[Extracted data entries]
################

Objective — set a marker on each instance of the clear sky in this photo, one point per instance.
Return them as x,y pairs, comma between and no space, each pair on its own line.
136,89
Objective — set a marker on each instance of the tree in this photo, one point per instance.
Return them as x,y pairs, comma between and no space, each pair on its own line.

################

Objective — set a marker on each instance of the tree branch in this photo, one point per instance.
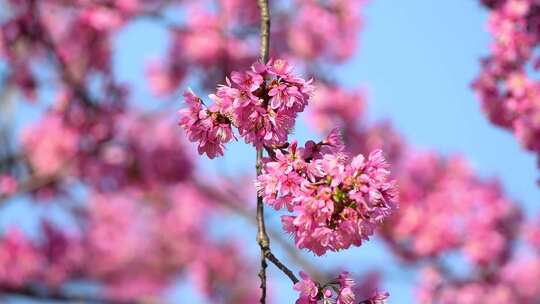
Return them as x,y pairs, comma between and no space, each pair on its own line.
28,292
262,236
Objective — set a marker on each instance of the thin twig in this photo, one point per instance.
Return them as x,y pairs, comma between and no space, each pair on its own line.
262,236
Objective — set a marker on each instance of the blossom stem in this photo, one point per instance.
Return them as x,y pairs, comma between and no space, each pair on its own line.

################

Which lines of the data contain the string "tree"? Copy each of them.

Completed task ▸
Objective — set a marker on each instance of the tree in this photo, one point per instance.
Objective — set a marker on each instance of the tree branch in this photo, one point per instance.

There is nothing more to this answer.